**Short exercise:** Could you quote, exactly as they stand, the lines running from the one with "bowl with a point." to the final line of the material?

**Supplied material:**
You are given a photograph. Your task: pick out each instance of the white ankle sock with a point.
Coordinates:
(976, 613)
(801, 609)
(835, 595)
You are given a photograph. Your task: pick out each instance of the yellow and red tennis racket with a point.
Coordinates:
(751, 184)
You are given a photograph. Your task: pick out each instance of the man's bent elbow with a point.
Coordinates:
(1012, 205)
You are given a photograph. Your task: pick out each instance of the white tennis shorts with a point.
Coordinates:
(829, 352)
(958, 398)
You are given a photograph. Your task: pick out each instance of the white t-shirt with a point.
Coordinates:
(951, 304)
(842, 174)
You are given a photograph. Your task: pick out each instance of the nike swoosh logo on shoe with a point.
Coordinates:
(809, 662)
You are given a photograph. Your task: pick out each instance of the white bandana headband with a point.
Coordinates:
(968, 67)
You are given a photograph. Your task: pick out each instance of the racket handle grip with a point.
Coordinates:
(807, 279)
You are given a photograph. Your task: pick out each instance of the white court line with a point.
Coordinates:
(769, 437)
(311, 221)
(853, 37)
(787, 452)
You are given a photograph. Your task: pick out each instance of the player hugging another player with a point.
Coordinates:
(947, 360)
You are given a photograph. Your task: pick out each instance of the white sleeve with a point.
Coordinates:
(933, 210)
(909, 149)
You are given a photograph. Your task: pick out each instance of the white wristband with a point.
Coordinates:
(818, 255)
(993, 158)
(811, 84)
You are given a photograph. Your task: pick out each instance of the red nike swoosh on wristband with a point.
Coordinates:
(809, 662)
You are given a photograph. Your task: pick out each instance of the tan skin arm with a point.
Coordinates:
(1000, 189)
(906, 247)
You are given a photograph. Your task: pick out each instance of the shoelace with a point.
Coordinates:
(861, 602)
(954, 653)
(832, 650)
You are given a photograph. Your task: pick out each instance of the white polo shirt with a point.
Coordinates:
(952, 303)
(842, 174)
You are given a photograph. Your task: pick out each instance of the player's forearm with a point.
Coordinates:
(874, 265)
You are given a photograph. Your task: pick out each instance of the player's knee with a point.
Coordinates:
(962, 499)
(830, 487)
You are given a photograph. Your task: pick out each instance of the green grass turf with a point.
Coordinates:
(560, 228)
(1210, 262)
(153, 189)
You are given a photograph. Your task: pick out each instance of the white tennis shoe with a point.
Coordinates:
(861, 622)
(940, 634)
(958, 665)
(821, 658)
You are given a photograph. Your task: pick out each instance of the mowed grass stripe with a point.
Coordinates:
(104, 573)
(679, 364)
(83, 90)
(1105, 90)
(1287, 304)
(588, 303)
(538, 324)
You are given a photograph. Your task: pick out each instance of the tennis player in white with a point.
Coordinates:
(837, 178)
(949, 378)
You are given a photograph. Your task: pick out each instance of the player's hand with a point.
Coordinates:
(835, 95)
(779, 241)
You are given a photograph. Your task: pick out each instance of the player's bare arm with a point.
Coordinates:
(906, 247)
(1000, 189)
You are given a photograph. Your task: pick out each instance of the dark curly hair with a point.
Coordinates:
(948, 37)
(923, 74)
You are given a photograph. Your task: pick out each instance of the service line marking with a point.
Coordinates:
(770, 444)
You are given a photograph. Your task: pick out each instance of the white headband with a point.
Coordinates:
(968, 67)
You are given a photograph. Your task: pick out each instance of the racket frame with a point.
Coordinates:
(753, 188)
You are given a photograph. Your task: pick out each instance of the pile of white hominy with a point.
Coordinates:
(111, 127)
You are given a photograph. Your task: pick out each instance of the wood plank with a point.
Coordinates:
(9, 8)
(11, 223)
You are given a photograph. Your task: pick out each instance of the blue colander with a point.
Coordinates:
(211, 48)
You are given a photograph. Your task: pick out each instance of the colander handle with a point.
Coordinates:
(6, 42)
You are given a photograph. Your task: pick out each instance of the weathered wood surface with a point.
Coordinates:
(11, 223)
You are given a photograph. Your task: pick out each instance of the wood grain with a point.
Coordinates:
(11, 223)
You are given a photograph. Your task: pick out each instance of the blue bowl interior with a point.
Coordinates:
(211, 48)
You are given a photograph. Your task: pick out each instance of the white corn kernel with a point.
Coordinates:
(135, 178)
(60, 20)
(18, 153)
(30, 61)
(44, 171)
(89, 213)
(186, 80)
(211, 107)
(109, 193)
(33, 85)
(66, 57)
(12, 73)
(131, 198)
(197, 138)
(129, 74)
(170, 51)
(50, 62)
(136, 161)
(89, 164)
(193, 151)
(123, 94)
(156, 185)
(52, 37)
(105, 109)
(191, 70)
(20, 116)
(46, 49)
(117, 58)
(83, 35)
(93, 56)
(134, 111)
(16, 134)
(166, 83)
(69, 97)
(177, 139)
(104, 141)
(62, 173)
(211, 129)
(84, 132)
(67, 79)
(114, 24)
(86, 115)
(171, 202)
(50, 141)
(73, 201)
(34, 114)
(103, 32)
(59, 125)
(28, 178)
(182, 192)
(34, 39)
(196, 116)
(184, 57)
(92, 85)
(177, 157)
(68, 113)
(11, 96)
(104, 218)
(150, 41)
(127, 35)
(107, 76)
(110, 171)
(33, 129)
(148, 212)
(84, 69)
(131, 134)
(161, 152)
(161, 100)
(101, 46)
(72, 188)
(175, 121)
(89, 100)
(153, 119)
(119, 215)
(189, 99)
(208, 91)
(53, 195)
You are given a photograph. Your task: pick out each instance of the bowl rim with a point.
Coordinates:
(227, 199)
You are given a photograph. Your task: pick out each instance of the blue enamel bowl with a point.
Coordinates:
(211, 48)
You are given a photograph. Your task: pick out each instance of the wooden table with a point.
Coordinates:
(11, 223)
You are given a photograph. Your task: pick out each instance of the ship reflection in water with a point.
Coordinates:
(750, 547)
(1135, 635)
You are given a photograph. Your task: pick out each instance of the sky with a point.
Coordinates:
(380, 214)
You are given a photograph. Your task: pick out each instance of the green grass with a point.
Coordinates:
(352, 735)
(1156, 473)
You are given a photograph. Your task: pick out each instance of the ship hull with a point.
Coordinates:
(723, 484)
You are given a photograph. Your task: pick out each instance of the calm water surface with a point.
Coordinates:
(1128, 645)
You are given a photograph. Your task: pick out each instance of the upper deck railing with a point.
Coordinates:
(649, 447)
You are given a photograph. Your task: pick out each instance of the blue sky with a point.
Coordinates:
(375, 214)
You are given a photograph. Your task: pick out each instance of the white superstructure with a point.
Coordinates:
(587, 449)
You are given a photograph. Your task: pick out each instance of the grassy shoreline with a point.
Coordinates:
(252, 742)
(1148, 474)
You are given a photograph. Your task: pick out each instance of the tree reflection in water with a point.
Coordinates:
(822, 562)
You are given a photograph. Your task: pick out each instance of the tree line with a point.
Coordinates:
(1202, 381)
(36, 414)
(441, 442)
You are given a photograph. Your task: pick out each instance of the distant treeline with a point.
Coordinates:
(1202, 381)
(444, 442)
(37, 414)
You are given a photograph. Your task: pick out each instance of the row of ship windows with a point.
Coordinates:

**Answer to this problem:**
You are given a photograph. Your task: pick out each instance of the blue enamel bowl with a point.
Coordinates:
(211, 48)
You are given a photograph. Your task: pick out each instance of the wooden table with a point.
Coordinates:
(11, 223)
You are given a photograph. Your task: pick out each instance of the ship reflection in water with a point.
Coordinates:
(750, 547)
(1135, 635)
You are given a photograph. Your task: pick out each instance of the sky with a point.
Coordinates:
(380, 214)
You are given a photograph. Your task: pick out each instance of the green grass with a point.
Coordinates:
(352, 735)
(1156, 473)
You are given a photograph. Your task: pick out each instance of the ship hull with a point.
Coordinates:
(723, 484)
You are given a photograph. Your task: pick out each instance of the calm water surface with a point.
Coordinates:
(1128, 645)
You are given a photograph. Your task: pick out each instance of the upper deck railing with a point.
Coordinates:
(649, 447)
You are given a photograph. Your task: pick out each instance of the blue sky with a point.
Coordinates:
(375, 214)
You are given a photograph. Your task: pick out each instance of the white superstructure with a point.
Coordinates:
(587, 449)
You are given a photograph. Your task: pick out each instance of the grassy shoreline with a point.
Coordinates:
(252, 742)
(1148, 474)
You are given a photograph. Your task: pick out each instance of the tree reflection in water with a point.
Coordinates:
(822, 562)
You are given a photograph. Your task: pick out each instance of the tree line with a point.
Coordinates:
(1202, 381)
(36, 414)
(441, 442)
You are given a photograph. Your task: pick out each instance of the distant treeline with a point.
Coordinates:
(1202, 381)
(444, 442)
(37, 414)
You are given a photograph. Your task: pick out each instance of the row of ship windows with a point.
Coordinates:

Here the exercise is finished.